Requirements:
a – From the D.C. memorandum article, return word for word the passage that begins at the words "The authority and" and stops after "change that math.".
b – Carry the D.C. memorandum article further, picking up right after its final sentence.

Extract provided:
The MOU—which is the sound a cow makes when it’s stuck in the mud—is still being hammered out between the bean counters at the federal Office of Management and Budget (OMB) and turf-conscious D.C. councilmembers. It ditches lofty rhetoric about democratic ideals and the right to self-government—a staple of chartering documents—and outlines which parts of local government the city is willing to give up in exchange for more federal aid.

The White House initiative got sidetracked this week when supporters couldn’t muster the six votes needed to gain the council’s stamp of approval. Acting council chair Charlene Drew Jarvis had hoped to pen her name on the historic document as her last official act before handing over the gavel to chair-in-waiting Linda Cropp on Tuesday. But Jarvis was forced to yank the MOU from the council agenda after counting votes and realizing she was one short.

Supporters viewed the setback as temporary, but the White House will have to make some additional concessions to pick up the needed vote.

The centerpiece of the document is a new $300-million “superagency”—now referred to as the D.C. Economic Development Corp. (EDC)—that will expedite much-talked-about-but-seldom-seen economic development throughout the city by sweeping aside cumbersome barriers to development—like local zoning and historic-preservation laws, as well as community opposition. The prospect of eliminating D.C. government hurdles that normally take years to clear has area businessmen mulling new deals and land grabs that wouldn’t even reach the proposal stage in today’s regulatory environment. The sound of clinking glasses at the Greater Washington Board of Trade, the D.C. Chamber of Commerce, and the Federal City Council could soon drown out the roar of rush-hour traffic.

The authority and makeup of EDC were primary sticking points this week in the MOU negotiations between the council and OMB. Councilmembers insisted upon curbing EDC’s powers of eminent domain over idle city properties and lobbied for greater District representation on the EDC governing board. The council’s pressure brought dividends: The White House agreed to give city leaders three seats on the nine-member board, instead of the original proposal of two. The occupant of the White House still gets to pick six of the nine board members, but the president may have to give up another after the council’s Tuesday standoff. Two, three, or four, the only thing that matters on a nine-member board is a five-person majority, and all the council kvetching in the world isn’t going to change that math.

Data:

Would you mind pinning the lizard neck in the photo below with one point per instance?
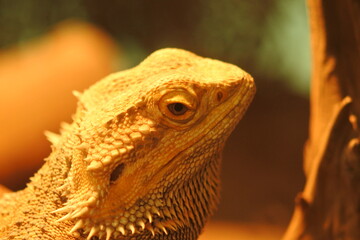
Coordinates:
(194, 200)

Per-task answers:
a –
The authority and makeup of EDC were primary sticking points this week in the MOU negotiations between the council and OMB. Councilmembers insisted upon curbing EDC’s powers of eminent domain over idle city properties and lobbied for greater District representation on the EDC governing board. The council’s pressure brought dividends: The White House agreed to give city leaders three seats on the nine-member board, instead of the original proposal of two. The occupant of the White House still gets to pick six of the nine board members, but the president may have to give up another after the council’s Tuesday standoff. Two, three, or four, the only thing that matters on a nine-member board is a five-person majority, and all the council kvetching in the world isn’t going to change that math.

b –
The Clinton administration certainly isn’t going to let Mayor-for-Life Marion S. Barry Jr. get control of EDC, considering that he’s mostly responsible for the conditions—a city hemorrhaging residents and businesses—that EDC was created to reverse. Redemption notwithstanding, a politician like Barry doesn’t deserve endless opportunities to screw up the city. (Barry can, however, count on keeping his duties as the city’s chief trash collector and pothole fixer—at least until the control board and congressional Republicans find a more efficient way to perform them.)

Although the MOU between the White House and local officials will serve as the city’s guiding government blueprint well into the next millennium, local activists and residents are not rushing the District Building to get their hands on the historic document. The reason is that the final version will metamorphose once D.C. congressional Delegate Eleanor Holmes Norton and House District subcommittee chairman Tom Davis (R-Va.) get their hands on it.

Norton and Davis view the MOU negotiations as a meaningless formality prolonged by unrealistic councilmembers. A lowly staffer on Davis’ subcommittee, after all, can undo all the council’s work with one keystroke, because Congress holds the ultimate power to rewrite the document to its liking. But the negotiations have given the council a rare opportunity to at least feel like a major player at a turning point for the city.

Even if the deal gets altered beyond recognition on Capitol Hill, Ward 2 Councilmember Jack Evans insists, “At least we maintained the intellectual integrity of the process.”

Whatever that means.

Evans, chair of the council’s Judiciary Committee, has been a key negotiator in the nettlesome struggle to get the federal government to pay for the District’s costly corrections program and shield D.C. prisoners from stiffer federal drug sentences. He is hoping to ride the fatted MOU to the mayor’s office next year.

One of his chief rivals, At-Large Councilmember Harold Brazil, is hoping to blaze a trail to the same office by butchering the same animal. Brazil, the darling of the downtown business community and developers who would benefit from the MOU’s underlying tenets, has been railing against the president’s plan since it was unveiled Jan. 14. Tuesday’s inaction was a clear victory for him, although you can bet he will come around when push comes to shove.

In a blatant attempt to attract good-government types who resent federal intrusion into local affairs, Brazil has been waving the home rule flag in his protestations on the MOU. Brazil, who never met a microphone he could resist, is advocating never-ending negotiations with OMB to “preserve the District’s fiscal viability and its autonomy under home rule.”

“We have leaped at bad deals in the past,” Brazil cautioned in a press release rushed out by his office this past Sunday, of all days, as the council and OMB appeared near agreement on the MOU.

Brazil has also used the council dais to aim unfriendly fire at the architects of the president’s plan. “I don’t know why we should be following people who led us down the wrong path before,” he said at a council meeting in March.

The plan is the work of three ex-D.C. bureaucrats: OMB Director Franklin Raines, a former Barry adviser, White House D.C. liaison Carol Thompson Cole, city administrator during Barry’s third term, and Jim Gibson, city planning director during Barry’s first term. Gibson, head of the Federal City Council-funded D.C. Agenda Project, authored the proposal for the new superagency that will strip the city of its power over economic development.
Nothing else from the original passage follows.